[AIM OF THE TASK]
Reproduce all entries word for word.
----
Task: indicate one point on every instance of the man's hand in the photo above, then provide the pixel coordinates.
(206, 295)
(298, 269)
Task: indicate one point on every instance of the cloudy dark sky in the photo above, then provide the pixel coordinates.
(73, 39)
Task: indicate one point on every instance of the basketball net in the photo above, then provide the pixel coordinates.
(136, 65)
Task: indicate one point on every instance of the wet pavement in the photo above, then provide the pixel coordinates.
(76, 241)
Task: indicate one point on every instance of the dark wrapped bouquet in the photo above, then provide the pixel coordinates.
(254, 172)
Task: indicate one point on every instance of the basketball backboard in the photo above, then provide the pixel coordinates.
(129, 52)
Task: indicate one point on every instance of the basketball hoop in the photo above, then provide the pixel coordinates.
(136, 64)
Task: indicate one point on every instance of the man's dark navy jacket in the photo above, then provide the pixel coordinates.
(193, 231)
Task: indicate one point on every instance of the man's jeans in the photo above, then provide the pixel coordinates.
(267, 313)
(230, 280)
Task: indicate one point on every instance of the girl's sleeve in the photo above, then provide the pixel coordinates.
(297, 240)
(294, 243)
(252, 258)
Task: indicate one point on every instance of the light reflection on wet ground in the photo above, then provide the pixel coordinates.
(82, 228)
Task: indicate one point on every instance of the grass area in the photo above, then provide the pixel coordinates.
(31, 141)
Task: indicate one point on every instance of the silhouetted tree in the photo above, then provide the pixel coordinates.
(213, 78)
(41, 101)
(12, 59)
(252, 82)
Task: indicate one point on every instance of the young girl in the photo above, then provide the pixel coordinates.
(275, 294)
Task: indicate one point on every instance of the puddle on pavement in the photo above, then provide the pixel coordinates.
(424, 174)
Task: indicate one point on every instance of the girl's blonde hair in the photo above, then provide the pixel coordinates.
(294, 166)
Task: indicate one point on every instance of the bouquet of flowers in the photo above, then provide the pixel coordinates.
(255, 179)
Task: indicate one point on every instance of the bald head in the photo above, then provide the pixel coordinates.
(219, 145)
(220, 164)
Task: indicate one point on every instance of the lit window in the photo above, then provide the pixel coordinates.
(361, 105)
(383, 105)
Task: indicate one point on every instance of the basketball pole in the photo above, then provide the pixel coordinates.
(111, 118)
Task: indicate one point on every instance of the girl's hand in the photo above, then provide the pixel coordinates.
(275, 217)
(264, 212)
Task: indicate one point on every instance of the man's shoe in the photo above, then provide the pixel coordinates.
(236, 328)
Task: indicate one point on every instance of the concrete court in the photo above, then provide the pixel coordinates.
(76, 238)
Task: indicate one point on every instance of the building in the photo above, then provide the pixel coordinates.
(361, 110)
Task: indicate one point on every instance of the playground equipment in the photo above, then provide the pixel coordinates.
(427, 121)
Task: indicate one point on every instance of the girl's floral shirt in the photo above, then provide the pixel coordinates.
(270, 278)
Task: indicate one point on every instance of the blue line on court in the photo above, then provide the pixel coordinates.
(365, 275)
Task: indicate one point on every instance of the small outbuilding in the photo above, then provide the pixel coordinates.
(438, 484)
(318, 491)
----
[SOLVED PROBLEM]
Task: indicate one point on every instance of the man's hand in the photo above, then provide the pixel coordinates.
(206, 295)
(298, 269)
Task: indicate one point on every instance of the cloudy dark sky in the photo above, then provide the pixel coordinates.
(73, 39)
Task: indicate one point on every instance of the basketball net in the photo above, then provide the pixel coordinates.
(136, 65)
Task: indicate one point on every instance of the wet pavement in the photo above, then provide the pixel coordinates.
(76, 241)
Task: indicate one point on every instance of the dark wrapped bouquet in the photo above, then provide the pixel coordinates.
(254, 172)
Task: indicate one point on every instance of the basketball backboard in the photo above, then provide the pixel coordinates.
(129, 52)
Task: indicate one point on every instance of the basketball hoop in the photo above, then provide the pixel coordinates.
(136, 64)
Task: indicate one point on every instance of the man's dark navy jacket in the photo above, then provide the pixel coordinates.
(193, 231)
Task: indicate one point on every instance of the man's jeans in the photo above, then provide the pixel coordinates.
(267, 313)
(230, 280)
Task: indicate one point on every instance of the girl's sleeve in the photo above, then provide the pixel coordinates.
(297, 240)
(294, 243)
(252, 258)
Task: indicate one point on every instance of the light reflection on wet ground in the photo above, then provide the pixel coordinates.
(82, 228)
Task: indicate one point on every instance of the grass area in the photo above, then provide the pixel coordinates.
(31, 141)
Task: indicate one point on every instance of the silhouetted tree in the photo above, then provide the pixel coordinates.
(213, 78)
(41, 101)
(12, 59)
(252, 82)
Task: indicate one point on every instance of the young girl in the photo above, then provide the pixel coordinates.
(275, 294)
Task: indicate one point on every instance of the puddle on pavement in the photo above, then provide the pixel coordinates.
(424, 174)
Task: indicate one point on every instance of the girl's blonde hair in the photo above, then provide the pixel coordinates.
(294, 166)
Task: indicate one point on every instance of the bouquet of flowers in the photo above, then provide the pixel coordinates.
(255, 179)
Task: indicate one point on every instance of the bald head in the photo above, then provide the pixel coordinates.
(219, 145)
(220, 164)
Task: indicate one point on every instance of the lit window in the photo above, then provide the pixel coordinates.
(361, 105)
(383, 105)
Task: indicate one point on every instance of the basketball pole in the photo above, then provide the pixel coordinates.
(111, 118)
Task: indicate one point on every instance of the girl's hand in the photo above, then provide the pixel coordinates.
(275, 217)
(264, 212)
Task: indicate one point on every instance of the man's shoe in the photo above, then provide the pixel coordinates.
(236, 328)
Task: indicate one point on every instance of the concrete court in the photo above, then provide the pixel coordinates.
(76, 238)
Task: indicate one point on every instance of the building in the photo above, then provide the pixel coordinates.
(361, 110)
Task: indicate one point on every instance of the playground equipment in the photo above, then provide the pixel coordinates.
(427, 121)
Task: indicate one point on every instance of the girl's floral shirt in the photo above, then provide the pixel coordinates.
(270, 278)
Task: indicate one point on every instance of the blue line on court in the photo above, then provide the pixel coordinates.
(365, 275)
Task: indicate one point on every instance of the small outbuilding in the photo above, then provide the pixel coordinates.
(438, 484)
(318, 491)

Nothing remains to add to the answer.